Dataset records:

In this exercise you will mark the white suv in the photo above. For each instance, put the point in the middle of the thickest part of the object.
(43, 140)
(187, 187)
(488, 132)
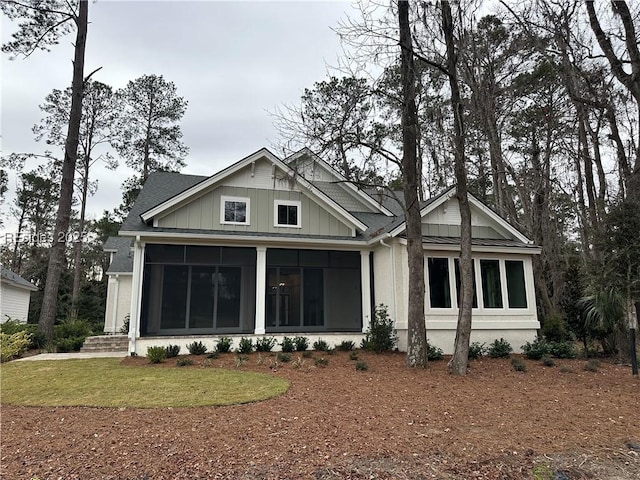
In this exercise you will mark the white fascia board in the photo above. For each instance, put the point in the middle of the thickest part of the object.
(341, 179)
(234, 240)
(499, 220)
(205, 184)
(479, 248)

What is being asked: Rewrite the listing above, swapping "thickest part" for "widest part" wherever it occurs and changing nothing else. Leave out the pictures.

Worked answer:
In this exercise you will mark the white suv in the photo above. For each instance, put the point in the middle of the widest part of the object.
(43, 140)
(187, 187)
(488, 132)
In this exercise you will mark the white fascia board in the photo above. For each instance, put the point in the middle of the widest part of the object.
(341, 179)
(234, 240)
(499, 220)
(205, 184)
(479, 248)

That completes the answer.